# Problem 1:
Answer these questions about the excerpt on public health and the economy during COVID-19:
(a) Who wrote the open access book?
(b) What Econ 101 concept does the technical interlude use to put the discussion in graphical terms?
(c) Without other innovations, how does the text say the previous level of public health can be reached during a pandemic?
# Problem 2:
Rewrite the excerpt on public health and the economy from "Prioritizing population health" to "health vs economy.", swapping "false dilemmas" for "false choices".
# Problem 3:
Carry on the excerpt on public health and the economy during COVID-19 from where it stops.

Prioritizing population health or the economy

 Economics in the Age of COVID-19

Open access book by Joshua Gans. Must read. Controversial. Telling.

Forget false dilemmas, health vs economy.

The starting point is to understand that at any given point in time, there is only so much we can produce. Broadly speaking, if we want to have better public health outcomes, we need to take resources from elsewhere and so we can imagine that we get less of other stuff – which we would broadly call ‘the economy.’ What makes these trade-offs easy to grasp is that when we talk about producing some more public health, we can then think about how much less of the economy we get. Moreover, we are also confident that as we push for each extra bit of health, the more of the economy we have to give up each time. So, if our public health is poor, it is relatively ‘cheap’ (in terms of a reduction in the economy) to get more of it. When our public health is already prioritized, pushing the system further to gain even more health is relatively ”expensive” in terms of reductions to the economy. Thus, we do end up balancing and we don’t have the best imaginable public health outcomes because, frankly, we have decided not to pay the price. (In the technical interlude at the end of this chapter, I put all of this discussion in graphical terms that might be familiar to an Econ 101 student – the production possibilities frontier. You can delve into that or skip as you see fit.)

One reason a pandemic is awful is that it constrains even further what we can do with our scarce resources. We can neither sustain the level of the economy we had before without a decline in public health or vice versa. That in of itself would not pose an issue for our ability to fine-tune. Instead, there are two factors that fundamentally mean that we can no longer fine-tune and instead face a choice between prioritizing public health or the economy without the ability to balance those choices. Those two factors are (1) that a pandemic hollows out our ability to maintain the same balance between health and the economy and (2) that our choice of priority changes our options going forward; that is, they can drift.

Let’s begin with hollowing out. Recall that our ability to obtain our current balance of health and the economy is that we recognize that having a little more health or a little more economy is not worth the price in terms of what we give up for each. Absent other innovations – say a vaccine or, as I will discuss later, testing – the way to achieve our previous level of public health in the face of a pandemic is to socially distance. That means that we cannot physically interact with one another and, therefore, to a very large extent, we can no longer produce the economic outcomes we once could.

# Provided records:

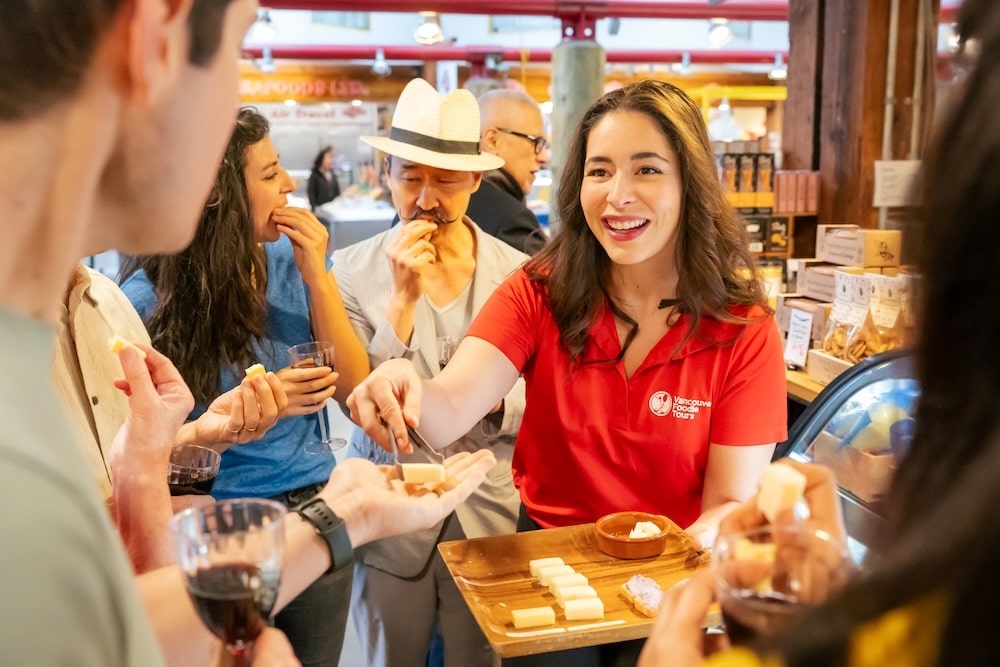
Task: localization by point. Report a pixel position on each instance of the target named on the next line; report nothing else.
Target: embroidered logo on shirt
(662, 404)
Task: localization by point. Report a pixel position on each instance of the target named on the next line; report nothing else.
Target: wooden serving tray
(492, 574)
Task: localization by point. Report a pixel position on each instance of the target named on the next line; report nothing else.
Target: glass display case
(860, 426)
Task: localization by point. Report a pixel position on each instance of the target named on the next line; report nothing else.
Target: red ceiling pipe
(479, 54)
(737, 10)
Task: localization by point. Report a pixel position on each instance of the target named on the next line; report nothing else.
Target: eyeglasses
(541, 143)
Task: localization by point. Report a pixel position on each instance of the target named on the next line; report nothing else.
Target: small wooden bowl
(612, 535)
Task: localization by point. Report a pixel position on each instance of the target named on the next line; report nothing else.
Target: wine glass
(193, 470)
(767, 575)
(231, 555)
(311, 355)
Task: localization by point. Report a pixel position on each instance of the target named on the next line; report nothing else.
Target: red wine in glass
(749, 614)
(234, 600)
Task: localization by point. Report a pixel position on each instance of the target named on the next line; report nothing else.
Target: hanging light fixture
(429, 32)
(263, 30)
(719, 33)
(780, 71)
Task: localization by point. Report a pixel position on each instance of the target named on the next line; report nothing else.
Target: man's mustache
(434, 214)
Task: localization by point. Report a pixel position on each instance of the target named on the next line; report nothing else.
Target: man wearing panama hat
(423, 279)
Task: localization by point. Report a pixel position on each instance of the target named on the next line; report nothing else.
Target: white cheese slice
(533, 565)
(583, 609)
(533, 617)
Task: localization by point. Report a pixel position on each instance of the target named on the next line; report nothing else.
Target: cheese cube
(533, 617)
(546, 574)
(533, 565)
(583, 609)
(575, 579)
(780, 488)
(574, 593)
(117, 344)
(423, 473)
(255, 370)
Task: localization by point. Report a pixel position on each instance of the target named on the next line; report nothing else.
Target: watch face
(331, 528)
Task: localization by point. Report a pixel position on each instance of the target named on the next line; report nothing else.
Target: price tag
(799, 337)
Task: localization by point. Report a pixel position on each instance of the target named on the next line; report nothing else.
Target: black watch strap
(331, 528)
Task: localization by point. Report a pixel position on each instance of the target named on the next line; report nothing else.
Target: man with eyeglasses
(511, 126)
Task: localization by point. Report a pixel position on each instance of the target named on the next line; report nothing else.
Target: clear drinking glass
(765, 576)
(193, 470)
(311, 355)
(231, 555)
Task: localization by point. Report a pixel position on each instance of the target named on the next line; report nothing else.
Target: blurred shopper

# Reply 1:
(a) Joshua Gans
(b) The production possibilities frontier
(c) By social distancing

# Reply 2:
Prioritizing population health or the economy

 Economics in the Age of COVID-19

Open access book by Joshua Gans. Must read. Controversial. Telling.

Forget false choices, health vs economy.

# Reply 3:
The problem is that the pandemic now changes the price of obtaining a little improvement in the economy. In order to do that, we must now give up a large degree of health. Being able to have slightly larger groups of people interact or have a few workplaces open poses a potentially high risk to public health because of the way a coronavirus might spread. Put simply, the option of sacrificing a little public health for having a little more economy is no longer open to us.

This also works on the flip side. One option with dealing with a pandemic is simply to ignore it and let life go on as usual. The hope from that plan would be to maintain the economy at its previous level, see the virus spread through much of the population, hope not too many people die and have a one to two-year large decline in public health. This was sometimes referred to as allowing the virus to ‘burn through’ the population. Even here the ability to fine-tune is compromised. You might want to achieve a slightly smaller loss of life from the pandemic but find now that the price of doing that, as even that would require a large amount of social distancing, has become very high.

Hollowing out means that you no longer want to maintain the same balance of the economy and health as you did previously. Instead, the ‘best’ choices are to prioritize one or the other. To be sure, there is a trade-off but no longer can you dial up a little bit more of this and a little bit less of that, you either prioritize the economy or you prioritize public health. You don’t want to try and do both.